◆ The input
— Start —

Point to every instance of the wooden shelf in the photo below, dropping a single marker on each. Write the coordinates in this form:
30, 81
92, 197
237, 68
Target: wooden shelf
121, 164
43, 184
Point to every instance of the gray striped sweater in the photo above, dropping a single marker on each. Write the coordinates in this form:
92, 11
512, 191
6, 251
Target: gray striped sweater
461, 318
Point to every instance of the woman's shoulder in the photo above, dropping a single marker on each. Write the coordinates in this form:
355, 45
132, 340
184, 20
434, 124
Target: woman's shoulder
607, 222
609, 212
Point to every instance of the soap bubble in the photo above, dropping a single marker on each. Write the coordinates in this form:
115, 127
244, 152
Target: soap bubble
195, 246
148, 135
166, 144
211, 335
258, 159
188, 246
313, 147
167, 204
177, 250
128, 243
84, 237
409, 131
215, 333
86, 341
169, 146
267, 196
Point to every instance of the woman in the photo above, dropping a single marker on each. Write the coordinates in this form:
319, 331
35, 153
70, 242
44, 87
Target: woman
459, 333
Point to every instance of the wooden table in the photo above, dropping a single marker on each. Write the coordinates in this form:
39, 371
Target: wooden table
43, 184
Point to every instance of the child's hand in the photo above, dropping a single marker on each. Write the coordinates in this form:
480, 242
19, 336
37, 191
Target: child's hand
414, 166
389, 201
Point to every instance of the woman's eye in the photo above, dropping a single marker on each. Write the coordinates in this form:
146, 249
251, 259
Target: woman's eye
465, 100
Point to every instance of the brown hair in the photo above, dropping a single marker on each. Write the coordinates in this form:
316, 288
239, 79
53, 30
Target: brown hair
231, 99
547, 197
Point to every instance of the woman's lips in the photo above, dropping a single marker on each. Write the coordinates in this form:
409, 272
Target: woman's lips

— End —

◆ Challenge
Quote only the lines from the line containing "Point to every instance of the child's" through the end of the entries, keeping the first and the last.

◆ Result of the exercise
Point to every instance of the child's hand in the photo above, dropping a single marker on each. Write the coordinates in this form:
480, 242
19, 336
37, 191
Target: child's hand
414, 166
389, 201
Point to every instance of the woman's eye in the photo above, dropping a single marker on each. Write the coordinates in this form:
146, 249
251, 259
Target: woman's eye
465, 100
Point to every instance of the brown hair in the photo above, dropping a single marker on each. Write the coordinates in this form:
316, 288
239, 79
53, 30
Target: brown hair
231, 99
547, 197
Point to every instance of the woman's lips in the photo above, dropping a single marker on each. Write the coordinates in this form:
409, 272
Target: woman's lips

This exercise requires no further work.